* _SUPPLIED RECORDS_:
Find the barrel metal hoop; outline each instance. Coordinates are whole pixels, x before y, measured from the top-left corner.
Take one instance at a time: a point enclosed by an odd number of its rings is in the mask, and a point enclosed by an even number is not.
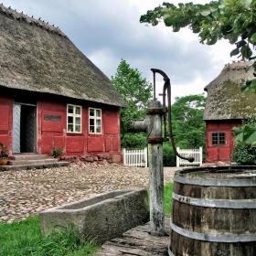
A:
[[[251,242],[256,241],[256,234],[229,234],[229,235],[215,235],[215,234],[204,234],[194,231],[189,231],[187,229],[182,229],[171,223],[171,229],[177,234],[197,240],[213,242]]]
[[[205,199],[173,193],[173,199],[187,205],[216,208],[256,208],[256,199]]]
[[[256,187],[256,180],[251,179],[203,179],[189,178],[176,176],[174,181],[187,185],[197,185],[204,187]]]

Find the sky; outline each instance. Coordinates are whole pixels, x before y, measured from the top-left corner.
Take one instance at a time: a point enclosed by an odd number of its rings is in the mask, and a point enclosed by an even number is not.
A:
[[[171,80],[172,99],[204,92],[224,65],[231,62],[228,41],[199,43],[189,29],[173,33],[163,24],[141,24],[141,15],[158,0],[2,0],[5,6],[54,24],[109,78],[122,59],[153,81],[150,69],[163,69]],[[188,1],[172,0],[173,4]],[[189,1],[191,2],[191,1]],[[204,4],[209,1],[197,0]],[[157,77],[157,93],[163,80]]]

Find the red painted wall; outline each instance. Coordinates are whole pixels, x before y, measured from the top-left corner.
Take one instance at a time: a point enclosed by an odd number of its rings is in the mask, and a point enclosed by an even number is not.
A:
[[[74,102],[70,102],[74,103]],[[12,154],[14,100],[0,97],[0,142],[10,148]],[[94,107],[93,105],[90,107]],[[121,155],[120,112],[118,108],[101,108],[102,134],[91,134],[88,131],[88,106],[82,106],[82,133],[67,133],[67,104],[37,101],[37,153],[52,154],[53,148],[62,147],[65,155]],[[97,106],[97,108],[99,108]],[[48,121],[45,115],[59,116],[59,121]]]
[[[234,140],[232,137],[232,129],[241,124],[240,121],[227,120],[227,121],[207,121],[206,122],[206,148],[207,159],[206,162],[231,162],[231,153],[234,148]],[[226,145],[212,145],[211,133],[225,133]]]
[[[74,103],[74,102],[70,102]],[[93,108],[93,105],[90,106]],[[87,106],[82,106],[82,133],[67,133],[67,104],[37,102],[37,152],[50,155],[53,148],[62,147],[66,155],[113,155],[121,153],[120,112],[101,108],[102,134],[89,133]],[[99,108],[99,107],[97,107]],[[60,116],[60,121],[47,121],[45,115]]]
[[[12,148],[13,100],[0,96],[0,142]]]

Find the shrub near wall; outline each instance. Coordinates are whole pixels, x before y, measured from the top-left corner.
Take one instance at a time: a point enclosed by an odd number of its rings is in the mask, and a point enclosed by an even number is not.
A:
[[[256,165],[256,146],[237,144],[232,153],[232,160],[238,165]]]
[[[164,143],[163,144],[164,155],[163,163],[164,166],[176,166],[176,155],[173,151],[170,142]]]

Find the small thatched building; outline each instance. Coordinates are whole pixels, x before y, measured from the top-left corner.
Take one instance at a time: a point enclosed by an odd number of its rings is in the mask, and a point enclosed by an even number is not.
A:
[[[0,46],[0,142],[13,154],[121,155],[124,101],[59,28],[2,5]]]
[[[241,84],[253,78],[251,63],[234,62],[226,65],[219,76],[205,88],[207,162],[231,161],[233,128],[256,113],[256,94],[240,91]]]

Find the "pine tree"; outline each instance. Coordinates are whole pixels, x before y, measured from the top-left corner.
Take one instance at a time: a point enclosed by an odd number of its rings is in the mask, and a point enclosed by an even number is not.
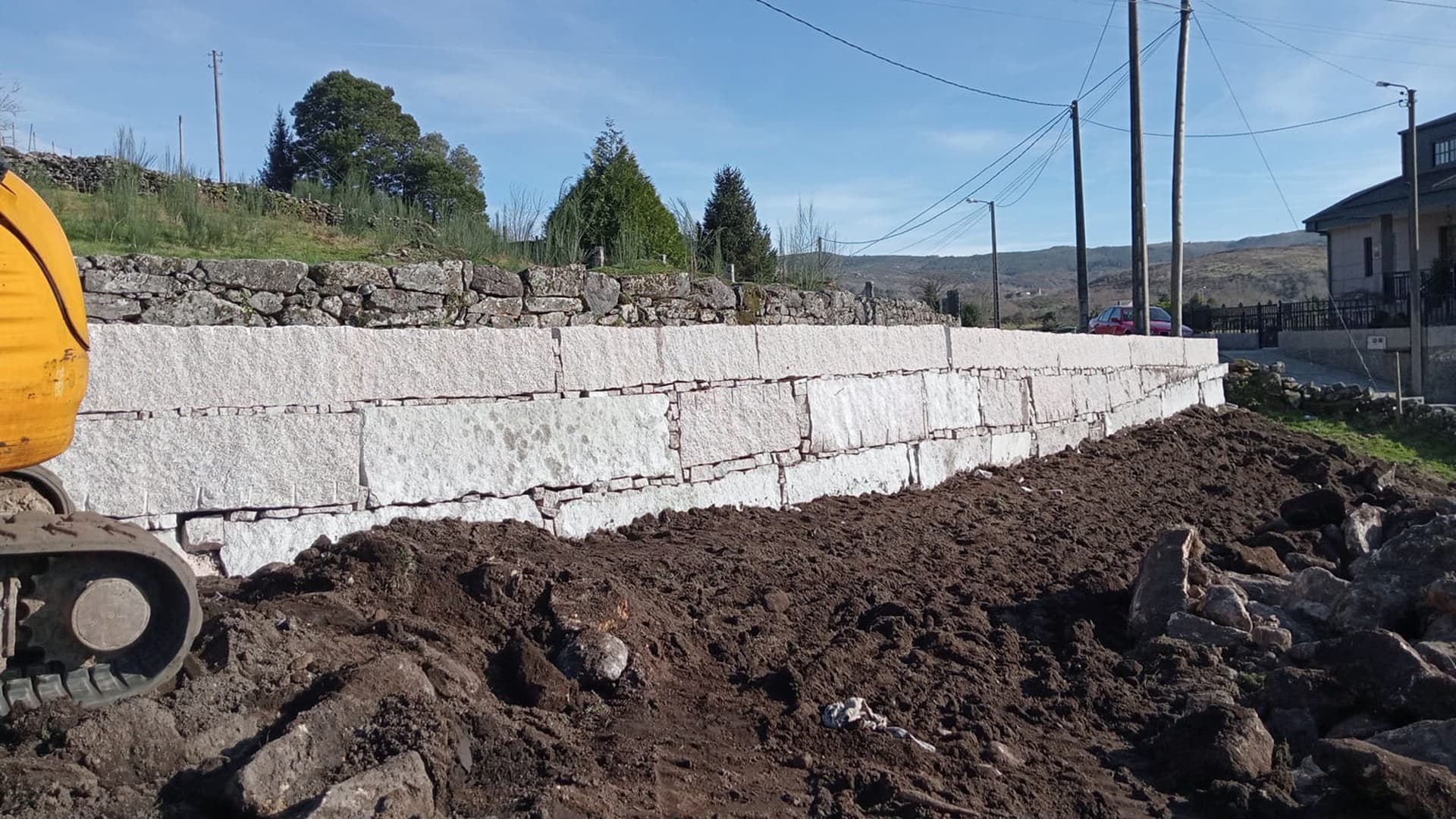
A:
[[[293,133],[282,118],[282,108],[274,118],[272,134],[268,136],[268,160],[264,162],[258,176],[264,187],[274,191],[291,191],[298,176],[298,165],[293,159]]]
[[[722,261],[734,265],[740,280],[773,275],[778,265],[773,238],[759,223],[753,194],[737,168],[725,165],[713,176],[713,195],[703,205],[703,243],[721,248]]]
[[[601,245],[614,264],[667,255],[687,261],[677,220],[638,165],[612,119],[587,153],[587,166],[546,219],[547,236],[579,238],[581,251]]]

* _TASK DETAILS_:
Repeat the listing word for word, beginning at the line that has "Find the small" and stopping after the line that has "[[[0,46],[0,142],[13,154],[121,155],[124,101],[59,28],[2,5]]]".

* _THE RESPONSE_:
Find the small thatched building; outline each instance. Coordinates are whole pixels, x before y, measured from the top-left corner.
Take one instance at a time: a point enclosed by an odd number of its rings is in the mask, and a point enclosed by an even number is not.
A:
[[[0,46],[0,142],[13,154],[121,155],[124,101],[59,28],[2,5]]]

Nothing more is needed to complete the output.